THE PROBLEM: Omit every picture while you reproduce the entries that follow word for word.

Start of RECORD EXCERPTS

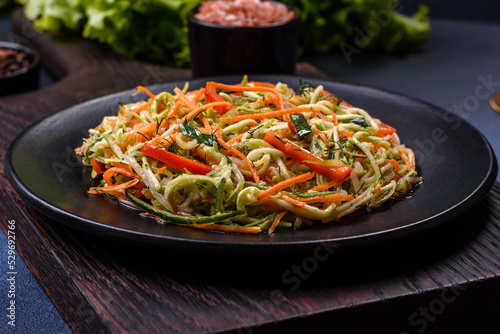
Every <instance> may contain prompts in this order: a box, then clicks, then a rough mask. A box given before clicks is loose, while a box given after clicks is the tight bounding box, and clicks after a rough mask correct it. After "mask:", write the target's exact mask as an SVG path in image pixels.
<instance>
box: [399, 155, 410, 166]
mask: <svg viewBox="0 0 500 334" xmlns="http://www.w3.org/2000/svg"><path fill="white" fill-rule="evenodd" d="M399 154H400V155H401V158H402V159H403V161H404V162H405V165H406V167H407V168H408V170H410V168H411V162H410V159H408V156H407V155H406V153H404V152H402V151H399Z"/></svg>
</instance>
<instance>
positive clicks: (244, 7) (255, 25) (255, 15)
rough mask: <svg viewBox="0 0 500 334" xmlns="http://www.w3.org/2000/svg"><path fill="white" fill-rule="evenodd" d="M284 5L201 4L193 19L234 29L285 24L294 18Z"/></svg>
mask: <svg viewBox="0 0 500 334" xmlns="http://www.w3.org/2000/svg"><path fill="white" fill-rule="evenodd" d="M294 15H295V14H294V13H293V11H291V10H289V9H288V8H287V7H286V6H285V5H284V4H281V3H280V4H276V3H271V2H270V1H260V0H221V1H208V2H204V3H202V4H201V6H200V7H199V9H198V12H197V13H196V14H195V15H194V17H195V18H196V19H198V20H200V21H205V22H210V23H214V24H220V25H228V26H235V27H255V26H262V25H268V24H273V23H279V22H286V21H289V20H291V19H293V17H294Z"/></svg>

End of RECORD EXCERPTS

OUTPUT:
Every <instance> may contain prompts in this order: a box, then clicks, then a rough mask. A box given before clicks is loose, while a box given after clicks is the tight bounding box, and clicks after a rough mask correct it. After "mask:", write the target's exact mask as an SVG path in image pixels.
<instance>
box: [399, 155, 410, 166]
mask: <svg viewBox="0 0 500 334" xmlns="http://www.w3.org/2000/svg"><path fill="white" fill-rule="evenodd" d="M399 154H400V155H401V158H402V159H403V161H404V162H405V165H406V167H407V168H408V170H410V168H411V162H410V159H408V156H407V155H406V153H404V152H402V151H399Z"/></svg>
</instance>
<instance>
positive clicks: (244, 7) (255, 25) (255, 15)
rough mask: <svg viewBox="0 0 500 334" xmlns="http://www.w3.org/2000/svg"><path fill="white" fill-rule="evenodd" d="M284 5L201 4L193 19L234 29L285 24L294 18Z"/></svg>
mask: <svg viewBox="0 0 500 334" xmlns="http://www.w3.org/2000/svg"><path fill="white" fill-rule="evenodd" d="M294 15H295V14H294V13H293V11H291V10H289V9H288V8H287V7H286V6H285V5H284V4H281V3H280V4H276V3H271V2H270V1H260V0H221V1H208V2H204V3H202V4H201V6H200V7H199V9H198V12H197V13H196V14H195V15H194V17H195V18H196V19H198V20H200V21H205V22H210V23H214V24H220V25H228V26H235V27H255V26H262V25H268V24H273V23H279V22H286V21H289V20H291V19H293V17H294Z"/></svg>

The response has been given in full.